* _Document extract_:
■ ■ ■

Review Number: 52
Publish Date: Monday, 1 June, 1998
Author: Michael Clanchy
ISBN: 9780631205020
Date of Publication: 1997
Price: £45.00
Pages: 25pp.
Publisher: Wiley-Blackwell
Publisher URL: http://eu.wiley.com/WileyCDA/WileyTitle/productCd-0631214445.html
Place of Publication: Oxford
Reviewer: Christopher Holdsworth

This marvelous book about one of the most controversial and interesting of twelfth-century men deserves the warmest welcome. Since the appearance of Sike’s Peter Abailard in 1932 the whole landscape in which Abelard lived, as well as our knowledge of his own writings, and those of Heloise, has been transformed through the work of many scholars all over the world so that a wide-ranging study is now exceptionally welcome. Michael Clanchy modestly calls his book ‘introductory’, and if by this he means something which can be enjoyed by someone without any previous knowledge of the period, it certainly fulfils his description. But he has also created a book whose full savour, to use a word much loved in Abelard’s time by monks, will be relished by those who approach it with a much more experienced palate. This is because it tackles so many thorny problems with mastery, as well as wit, based as it is on thorough knowledge allied with a dazzling ability to create illuminating juxtapositions of sources, and so shed new light on old problems and reveal new ones for future scholars to pursue.

■ ■ ■

(Some records)
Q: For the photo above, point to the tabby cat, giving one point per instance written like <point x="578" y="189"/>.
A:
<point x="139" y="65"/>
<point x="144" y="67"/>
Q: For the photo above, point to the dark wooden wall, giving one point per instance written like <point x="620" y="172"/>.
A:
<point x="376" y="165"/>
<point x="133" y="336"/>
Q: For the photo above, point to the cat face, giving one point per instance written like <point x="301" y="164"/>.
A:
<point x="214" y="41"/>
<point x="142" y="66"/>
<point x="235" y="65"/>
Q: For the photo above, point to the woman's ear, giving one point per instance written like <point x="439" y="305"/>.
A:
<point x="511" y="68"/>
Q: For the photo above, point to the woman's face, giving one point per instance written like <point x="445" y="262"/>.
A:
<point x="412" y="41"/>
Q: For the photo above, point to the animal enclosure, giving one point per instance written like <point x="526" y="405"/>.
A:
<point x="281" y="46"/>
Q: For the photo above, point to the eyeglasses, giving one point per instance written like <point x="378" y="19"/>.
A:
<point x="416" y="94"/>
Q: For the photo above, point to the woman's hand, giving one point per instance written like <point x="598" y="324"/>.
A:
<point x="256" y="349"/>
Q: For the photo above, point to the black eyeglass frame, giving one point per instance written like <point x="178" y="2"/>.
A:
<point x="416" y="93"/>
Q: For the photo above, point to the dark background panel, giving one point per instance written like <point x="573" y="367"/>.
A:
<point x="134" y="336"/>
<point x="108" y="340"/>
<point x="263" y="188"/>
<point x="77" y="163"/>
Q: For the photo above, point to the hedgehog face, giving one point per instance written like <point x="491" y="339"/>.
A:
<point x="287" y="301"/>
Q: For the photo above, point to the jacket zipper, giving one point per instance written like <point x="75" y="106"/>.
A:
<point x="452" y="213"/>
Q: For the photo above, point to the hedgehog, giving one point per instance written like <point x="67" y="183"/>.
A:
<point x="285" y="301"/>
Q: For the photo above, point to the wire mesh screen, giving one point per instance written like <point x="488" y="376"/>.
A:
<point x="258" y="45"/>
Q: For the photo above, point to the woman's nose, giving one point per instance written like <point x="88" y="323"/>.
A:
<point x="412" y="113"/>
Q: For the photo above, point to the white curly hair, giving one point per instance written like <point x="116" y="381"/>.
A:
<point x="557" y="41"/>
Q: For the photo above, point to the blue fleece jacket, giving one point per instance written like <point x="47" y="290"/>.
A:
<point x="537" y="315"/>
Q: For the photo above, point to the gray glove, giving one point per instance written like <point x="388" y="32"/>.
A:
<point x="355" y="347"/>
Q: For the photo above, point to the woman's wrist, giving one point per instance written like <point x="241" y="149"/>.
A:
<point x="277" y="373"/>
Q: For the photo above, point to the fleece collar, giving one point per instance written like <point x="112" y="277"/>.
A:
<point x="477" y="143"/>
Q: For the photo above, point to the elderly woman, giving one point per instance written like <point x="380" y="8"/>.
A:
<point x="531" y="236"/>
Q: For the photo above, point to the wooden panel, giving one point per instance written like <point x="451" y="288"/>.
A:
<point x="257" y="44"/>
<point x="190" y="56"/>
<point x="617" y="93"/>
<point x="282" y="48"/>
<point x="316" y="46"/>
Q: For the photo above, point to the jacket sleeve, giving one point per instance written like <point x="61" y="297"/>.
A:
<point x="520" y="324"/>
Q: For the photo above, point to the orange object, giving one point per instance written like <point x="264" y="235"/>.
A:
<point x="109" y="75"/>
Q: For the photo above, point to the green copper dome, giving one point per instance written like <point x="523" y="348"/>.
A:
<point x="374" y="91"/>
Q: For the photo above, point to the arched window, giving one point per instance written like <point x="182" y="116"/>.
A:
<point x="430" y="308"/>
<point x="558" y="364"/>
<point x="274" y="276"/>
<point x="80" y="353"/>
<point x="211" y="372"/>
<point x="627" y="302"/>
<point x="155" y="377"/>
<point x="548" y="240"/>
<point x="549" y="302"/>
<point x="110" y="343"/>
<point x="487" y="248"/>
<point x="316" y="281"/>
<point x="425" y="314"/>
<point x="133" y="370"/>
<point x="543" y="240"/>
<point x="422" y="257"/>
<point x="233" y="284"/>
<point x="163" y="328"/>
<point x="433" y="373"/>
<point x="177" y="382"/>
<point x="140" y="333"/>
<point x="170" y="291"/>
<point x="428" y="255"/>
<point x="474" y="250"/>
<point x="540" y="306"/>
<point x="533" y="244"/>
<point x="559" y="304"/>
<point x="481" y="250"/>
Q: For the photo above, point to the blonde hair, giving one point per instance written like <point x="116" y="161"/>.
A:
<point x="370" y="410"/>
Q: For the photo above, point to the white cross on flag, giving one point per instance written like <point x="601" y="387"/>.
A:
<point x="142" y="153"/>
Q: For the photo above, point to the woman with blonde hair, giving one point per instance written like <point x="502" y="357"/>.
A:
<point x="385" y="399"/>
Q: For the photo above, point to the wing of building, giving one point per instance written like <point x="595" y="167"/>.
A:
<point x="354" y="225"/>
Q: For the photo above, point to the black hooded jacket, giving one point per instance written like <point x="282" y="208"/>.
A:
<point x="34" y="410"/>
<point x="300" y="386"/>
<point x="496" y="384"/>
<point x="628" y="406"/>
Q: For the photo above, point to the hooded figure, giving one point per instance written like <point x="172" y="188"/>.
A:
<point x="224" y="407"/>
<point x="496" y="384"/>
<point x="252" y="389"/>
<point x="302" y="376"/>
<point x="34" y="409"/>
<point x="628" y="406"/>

■ ■ ■

* _Set tasks_:
(A) List the people named in the body paragraph of the book review, leaving out any name that appears only inside a book title.
(B) Write out again, line for line, the part of the entries that opens with the line containing "Q: For the photo above, point to the woman with" and runs through the end of the entries, including both ends.

* _Full solutions_:
(A)
Sike
Abelard
Heloise
Michael Clanchy

(B)
Q: For the photo above, point to the woman with blonde hair, giving one point per instance written like <point x="502" y="357"/>.
A:
<point x="385" y="399"/>
Q: For the photo above, point to the wing of building, giving one point per instance written like <point x="595" y="167"/>.
A:
<point x="354" y="225"/>
Q: For the photo above, point to the black hooded jacket, giving one point per instance written like <point x="282" y="208"/>.
A:
<point x="34" y="410"/>
<point x="300" y="386"/>
<point x="496" y="384"/>
<point x="628" y="406"/>
Q: For the photo above, point to the hooded figure, giving one point per instance written like <point x="172" y="188"/>.
A:
<point x="224" y="407"/>
<point x="496" y="384"/>
<point x="252" y="389"/>
<point x="302" y="376"/>
<point x="34" y="409"/>
<point x="628" y="406"/>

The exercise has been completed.